* Instructions for the task
Reproduce every entry exactly as written.

--------------------

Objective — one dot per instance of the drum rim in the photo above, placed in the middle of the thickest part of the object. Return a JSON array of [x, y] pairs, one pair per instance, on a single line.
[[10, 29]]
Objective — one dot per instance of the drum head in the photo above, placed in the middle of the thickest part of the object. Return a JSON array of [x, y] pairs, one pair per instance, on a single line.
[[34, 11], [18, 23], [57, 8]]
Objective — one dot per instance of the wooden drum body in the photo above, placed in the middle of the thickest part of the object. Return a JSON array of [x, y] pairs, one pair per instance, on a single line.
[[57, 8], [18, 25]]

--------------------

* Written reply
Objective — one dot per instance of the drum rim in the photo above, placed in the middle of the thickest part of the object. Return a JSON array of [x, y] pairs, one pair per instance, on a single line.
[[10, 29]]
Objective — one dot per instance of the drum head in the photo above, placed in the middle of the thickest part of the object. Return a JSON array of [x, y] pairs, one pair per instance, on a single line.
[[34, 11], [18, 23], [57, 8]]
Objective — one dot per instance of the wooden drum body in the photo above, placed in the middle of the thickest part of the object. Return a JSON array of [x, y] pairs, one pair per instance, on a single line.
[[57, 8], [18, 25]]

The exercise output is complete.